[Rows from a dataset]

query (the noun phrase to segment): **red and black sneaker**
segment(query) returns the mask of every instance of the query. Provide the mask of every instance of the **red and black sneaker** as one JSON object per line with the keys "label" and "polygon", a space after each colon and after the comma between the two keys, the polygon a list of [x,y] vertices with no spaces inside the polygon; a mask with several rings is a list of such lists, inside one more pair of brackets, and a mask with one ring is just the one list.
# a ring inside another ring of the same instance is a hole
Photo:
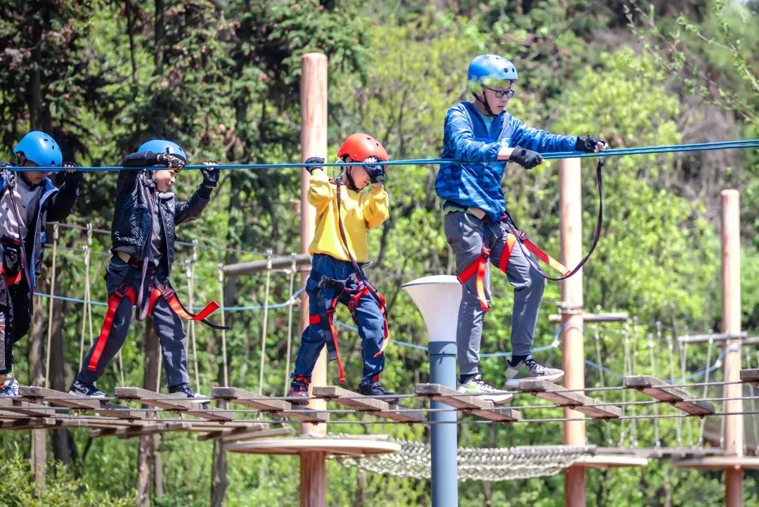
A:
{"label": "red and black sneaker", "polygon": [[308,384],[310,382],[303,375],[295,376],[287,393],[288,401],[293,405],[308,405]]}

**EXERCISE PROMPT:** Transcribe all entries above exactly. Drop the pictures.

**TASK RESPONSE:**
query (the noun phrase to segment): **red and black sneaker**
segment(query) returns the mask of every instance of the query. Provide the mask of every instance of the **red and black sneaker** as one JSON object per line with the keys "label" and "polygon", a space after each colon and after the comma between the two keys, the polygon a list of [x,y] vertices with no spaces inside the polygon; a mask with several rings is a list of such lists, inside one more pair of brackets, and a mask with one ring is just the one list.
# a ring inside another ring of the same instance is a hole
Photo:
A:
{"label": "red and black sneaker", "polygon": [[308,384],[310,382],[303,375],[295,376],[287,393],[288,401],[293,405],[308,405]]}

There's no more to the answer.